#### [YOUR INSTRUCTIONS]
Transcribe each of the following lines word for word, leaving out the pictures.

- - - - - - -

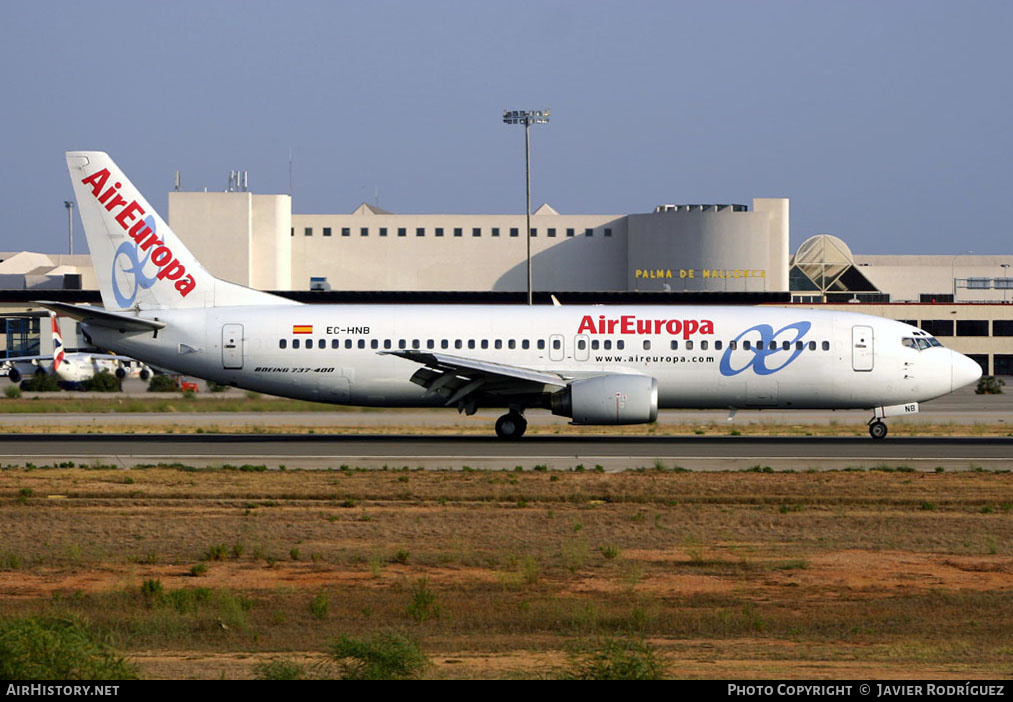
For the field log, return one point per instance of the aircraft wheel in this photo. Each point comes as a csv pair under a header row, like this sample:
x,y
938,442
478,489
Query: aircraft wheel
x,y
511,425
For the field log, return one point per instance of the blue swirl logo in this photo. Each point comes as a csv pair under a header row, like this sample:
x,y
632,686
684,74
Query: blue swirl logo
x,y
764,348
134,267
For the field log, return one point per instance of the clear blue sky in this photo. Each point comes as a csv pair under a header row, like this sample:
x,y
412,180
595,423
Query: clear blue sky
x,y
887,124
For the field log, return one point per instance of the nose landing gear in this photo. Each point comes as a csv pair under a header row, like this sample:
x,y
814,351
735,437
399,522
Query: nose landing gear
x,y
511,425
877,428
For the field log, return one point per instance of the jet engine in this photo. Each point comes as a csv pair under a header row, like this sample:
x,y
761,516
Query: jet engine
x,y
609,399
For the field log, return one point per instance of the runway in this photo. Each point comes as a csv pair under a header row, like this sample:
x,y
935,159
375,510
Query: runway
x,y
558,453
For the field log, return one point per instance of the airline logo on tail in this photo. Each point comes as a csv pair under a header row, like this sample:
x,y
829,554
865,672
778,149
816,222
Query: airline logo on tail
x,y
143,232
58,349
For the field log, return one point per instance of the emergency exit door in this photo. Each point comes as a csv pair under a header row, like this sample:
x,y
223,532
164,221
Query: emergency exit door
x,y
862,347
232,345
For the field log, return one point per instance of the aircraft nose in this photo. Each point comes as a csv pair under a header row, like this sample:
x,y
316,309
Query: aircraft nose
x,y
963,371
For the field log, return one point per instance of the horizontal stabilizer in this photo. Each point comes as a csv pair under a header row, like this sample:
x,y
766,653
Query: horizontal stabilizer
x,y
99,317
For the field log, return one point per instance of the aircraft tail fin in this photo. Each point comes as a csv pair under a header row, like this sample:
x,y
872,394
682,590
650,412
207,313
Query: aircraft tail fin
x,y
58,347
139,260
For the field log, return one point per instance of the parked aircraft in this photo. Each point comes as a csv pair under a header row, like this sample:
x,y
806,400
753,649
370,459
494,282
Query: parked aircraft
x,y
596,365
73,367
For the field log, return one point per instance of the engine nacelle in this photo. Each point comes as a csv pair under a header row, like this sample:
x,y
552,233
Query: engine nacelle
x,y
611,399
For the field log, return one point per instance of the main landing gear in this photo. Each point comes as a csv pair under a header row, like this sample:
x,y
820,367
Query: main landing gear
x,y
877,430
511,425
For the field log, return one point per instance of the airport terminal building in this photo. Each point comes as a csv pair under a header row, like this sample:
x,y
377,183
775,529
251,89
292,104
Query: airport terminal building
x,y
703,251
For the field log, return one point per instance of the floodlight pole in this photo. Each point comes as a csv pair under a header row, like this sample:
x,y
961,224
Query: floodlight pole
x,y
527,118
70,223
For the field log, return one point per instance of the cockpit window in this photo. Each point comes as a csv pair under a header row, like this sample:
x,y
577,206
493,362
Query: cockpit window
x,y
920,343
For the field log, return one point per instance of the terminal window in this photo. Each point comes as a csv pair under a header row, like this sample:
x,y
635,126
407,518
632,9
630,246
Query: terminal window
x,y
1002,327
972,327
938,327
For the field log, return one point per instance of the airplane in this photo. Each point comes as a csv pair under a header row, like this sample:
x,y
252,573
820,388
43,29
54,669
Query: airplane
x,y
73,367
596,365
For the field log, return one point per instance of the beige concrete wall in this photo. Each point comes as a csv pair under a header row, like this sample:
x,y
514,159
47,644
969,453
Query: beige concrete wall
x,y
465,262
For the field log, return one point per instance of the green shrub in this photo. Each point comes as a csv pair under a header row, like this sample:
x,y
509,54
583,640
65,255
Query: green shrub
x,y
280,670
319,606
617,658
57,648
43,382
383,656
990,385
102,382
162,383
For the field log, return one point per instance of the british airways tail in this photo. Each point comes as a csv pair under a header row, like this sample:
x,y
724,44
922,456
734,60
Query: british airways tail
x,y
139,261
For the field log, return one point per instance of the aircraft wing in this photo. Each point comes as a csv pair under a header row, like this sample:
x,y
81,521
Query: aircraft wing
x,y
459,379
100,317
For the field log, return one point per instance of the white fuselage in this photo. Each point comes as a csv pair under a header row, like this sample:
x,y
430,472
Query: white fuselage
x,y
809,359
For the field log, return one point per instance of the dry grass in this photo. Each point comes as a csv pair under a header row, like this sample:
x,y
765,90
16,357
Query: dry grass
x,y
728,574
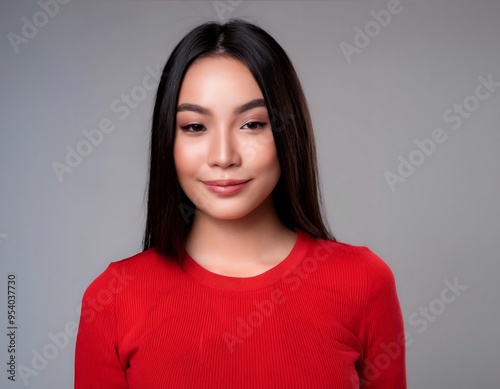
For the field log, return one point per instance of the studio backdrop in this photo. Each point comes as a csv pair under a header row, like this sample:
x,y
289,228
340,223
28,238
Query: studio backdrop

- - - - - - -

#### [SOLUTION TO THIS TASK]
For the field log, return one point per instance of the aircraft wheel in this photo. Each point comes as a csv pair under a header row, like this sample:
x,y
938,442
478,489
Query: aircraft wheel
x,y
511,425
For the field log, return one point per instance of the blue swirl logo in this photo. Each point comes as a csv pair under a header row, like this sample:
x,y
632,686
684,74
Query: blue swirl logo
x,y
764,348
134,267
For the field log, return one point per instance of the clear blue sky in this photo. Each point comes as a csv pair under a header row, like this sample:
x,y
412,180
595,423
Query: clear blue sky
x,y
887,124
For the field log, return one point per instance of the nose landing gear in this photo. Each point comes as a csv pair under a header row, like this sample:
x,y
814,351
735,437
399,522
Query: nose landing gear
x,y
511,425
877,428
For the field log, return one point per instance of the jet engine in this photo. Each point comes as a csv pair under a header row, like this sample:
x,y
761,516
Query: jet engine
x,y
609,399
For the field log, return one point per instance of the runway in this photo. Each point comes as a csv pair under a header row, like this sample:
x,y
935,159
375,510
Query: runway
x,y
558,453
For the field log, return one point per instance of the airline logo on tail in this photo. Each point comes as a csv pair under a header row, like this sample:
x,y
829,554
865,672
778,149
816,222
Query: airline logo on tail
x,y
143,232
58,349
For the field log, return one point per instance of the emergency exit door in this photo. Each point comes as a csv pair under a header row, like this sample:
x,y
223,532
164,221
Query: emergency exit door
x,y
862,347
232,345
For the field log, return one point per instance of the aircraft nose in this photo. Each point comes as a csv pair under a header row, like this sample:
x,y
316,309
Query: aircraft nose
x,y
963,371
For the field log, return one point per instance of the horizontal stabilizer in this photo. Each point comes as a csv pair under a header row, like this sample:
x,y
766,653
Query: horizontal stabilizer
x,y
99,317
For the field log, return one point per instance of the aircraft tail fin in this photo. Each point comes as a csv pair under a header row, like this sample:
x,y
872,394
682,590
650,412
207,313
Query: aircraft tail fin
x,y
58,347
139,260
For the field log, return one point per instance of the parked aircraft in this photo. Each point comes as a csv pair under a header row, like this sample:
x,y
806,400
753,649
370,459
494,282
Query: parked aircraft
x,y
596,365
73,367
For the field log, return one point per instance of the engine nacelle in this photo. Each point comes as a csv pair under a header row, like this sample:
x,y
552,233
Query: engine nacelle
x,y
611,399
For the field log, return one point per instance of the main landing gear in this photo. Each point comes as a csv pair under a header row, like this sample:
x,y
820,367
Query: main landing gear
x,y
877,430
511,425
For the field log, return one point per instance of the airport terminal building in this photo. Each point comes as a csv pair under a header row, like this sample:
x,y
377,183
775,529
251,89
292,104
Query: airport terminal building
x,y
703,251
For the field log, return one point per instance of the floodlight pole in this photo. Each point comes as a csv pair under a header row, like this sample:
x,y
961,224
Query: floodlight pole
x,y
527,118
70,223
For the field log, return one point per instance of the cockpit window in this photo. Each point comes as a csv pair under a header row, like this sample:
x,y
577,206
493,362
Query: cockpit window
x,y
920,343
For the field log, return one point per instance of the terminal window in this photo. Each point comes as a csv pair under a header row, like this sample:
x,y
635,126
407,518
632,9
630,246
Query: terminal window
x,y
1002,327
972,327
938,327
For the field log, return one point per instance of the airplane in this photo. Each point comes as a csv pair under a header row, like this sample:
x,y
252,573
820,388
43,29
54,669
Query: airplane
x,y
73,367
596,365
For the field log, return one point per instance of the beige concrete wall in this photo. Each point comes as a csv pair under a header row, like this sample:
x,y
514,159
47,644
969,453
Query: beige concrete wall
x,y
465,262
For the field log, return one point per instance of the green shrub in this photo. Each point comes as a csv pair under a header row, like this sample:
x,y
509,54
583,640
65,255
Query: green shrub
x,y
280,670
319,606
617,658
57,648
43,382
383,656
990,385
102,382
162,383
For the field log, return one point per instance of the british airways tail in this photo. Each point comes as a csv pair under a header row, like this sample:
x,y
724,44
922,456
734,60
Query: british airways tail
x,y
139,261
For the field log, return one point per instance of the aircraft wing in this photo. Each point comes as a csv pair under a header row, like this sample:
x,y
81,521
Query: aircraft wing
x,y
459,379
100,317
For the field log, return one point per instance of the white fuselage in this photo. Each point comes as a csv pair under a header row, like this sample:
x,y
430,472
Query: white fuselage
x,y
809,359
For the field log, return one point per instance of the dry grass in this photo. Each point comes as a csv pair under a header row, like this sample:
x,y
765,90
16,357
Query: dry grass
x,y
728,574
For the field log, return one point per instance of the studio backdrop in this photo. Each point comes as a csv pair under a header row, like this sample:
x,y
289,228
340,223
28,238
Query: studio backdrop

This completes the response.